■ Source extract:

********************

Reproducible research and audit is an important part of day to day gastroenterology. Automating audit can also provide a huge time saving for units and lend itself well to the quality improvements that units strive for without being burdensome. Unfortunately the tools for reproducible and automated audit and research are beyond the skillset for most clinicians as they are not a standard part of clinical training.
The Institute therefore has two aims for gastroenterological data analytics training:
Understanding Gastroenterological datasets
Gastroenterological datasets are fairly similar to many medical datasets in so far as they as predominantly episode based (as opposed to patient based). The implication is that patient episode identifiers are usually a combination of the patient’s unique identifier and a date.
Once this basic tenet of data organisation is understood, much of the downstream analyses are simple to understand. A framework for the understanding of the different analyses types as applied to practical gastroenterology explained here.

********************

■ Data supplied:
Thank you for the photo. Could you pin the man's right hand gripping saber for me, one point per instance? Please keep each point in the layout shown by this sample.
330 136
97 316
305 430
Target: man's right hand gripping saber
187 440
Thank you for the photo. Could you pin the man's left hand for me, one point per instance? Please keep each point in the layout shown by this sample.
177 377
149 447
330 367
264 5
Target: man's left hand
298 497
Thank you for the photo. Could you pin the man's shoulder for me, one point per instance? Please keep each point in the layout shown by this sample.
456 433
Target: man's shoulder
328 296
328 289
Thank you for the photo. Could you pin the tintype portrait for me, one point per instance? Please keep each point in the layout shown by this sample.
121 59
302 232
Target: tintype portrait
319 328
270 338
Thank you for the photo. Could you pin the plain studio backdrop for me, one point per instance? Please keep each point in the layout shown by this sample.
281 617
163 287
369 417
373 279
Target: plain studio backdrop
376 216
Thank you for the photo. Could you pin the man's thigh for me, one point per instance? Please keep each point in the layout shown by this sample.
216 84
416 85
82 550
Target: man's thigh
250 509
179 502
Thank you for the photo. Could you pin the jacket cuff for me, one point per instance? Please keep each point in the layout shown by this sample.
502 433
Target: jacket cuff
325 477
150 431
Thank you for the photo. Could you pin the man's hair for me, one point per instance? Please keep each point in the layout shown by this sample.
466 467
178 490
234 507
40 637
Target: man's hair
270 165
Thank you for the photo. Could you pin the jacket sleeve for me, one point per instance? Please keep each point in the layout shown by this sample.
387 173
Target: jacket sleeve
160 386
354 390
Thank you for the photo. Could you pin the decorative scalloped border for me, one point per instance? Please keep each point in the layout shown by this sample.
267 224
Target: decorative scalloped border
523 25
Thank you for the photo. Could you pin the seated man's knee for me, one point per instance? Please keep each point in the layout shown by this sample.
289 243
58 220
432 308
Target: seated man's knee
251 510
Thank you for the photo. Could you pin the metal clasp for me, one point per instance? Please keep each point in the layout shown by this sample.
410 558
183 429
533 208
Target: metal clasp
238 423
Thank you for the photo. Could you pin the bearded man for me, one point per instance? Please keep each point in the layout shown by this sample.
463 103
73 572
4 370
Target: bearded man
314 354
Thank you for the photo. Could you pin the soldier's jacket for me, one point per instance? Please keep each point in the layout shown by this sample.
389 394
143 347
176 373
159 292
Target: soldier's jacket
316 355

********************

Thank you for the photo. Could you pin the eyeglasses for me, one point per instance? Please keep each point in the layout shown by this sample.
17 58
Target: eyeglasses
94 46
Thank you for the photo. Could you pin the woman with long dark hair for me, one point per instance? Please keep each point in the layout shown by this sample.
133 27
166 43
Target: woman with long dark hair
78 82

********************

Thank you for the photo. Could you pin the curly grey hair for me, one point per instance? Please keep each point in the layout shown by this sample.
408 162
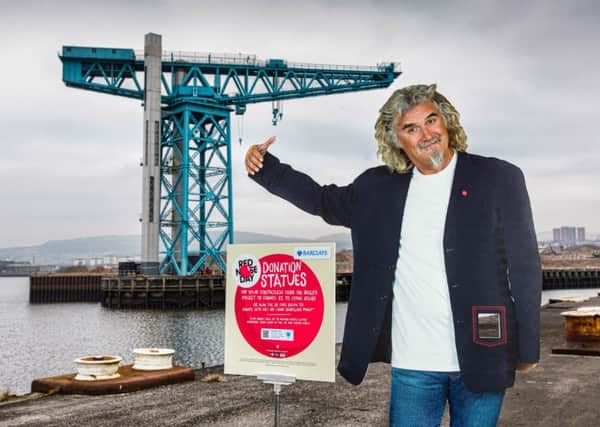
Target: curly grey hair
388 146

********************

■ What to do:
In the gastroenterology analytics text, list in order every noun phrase that contains "gastroenterology" or "gastroenterological," including repeats.

■ Exercise answer:
1. day to day gastroenterology
2. gastroenterological data analytics training
3. Gastroenterological datasets
4. Gastroenterological datasets
5. practical gastroenterology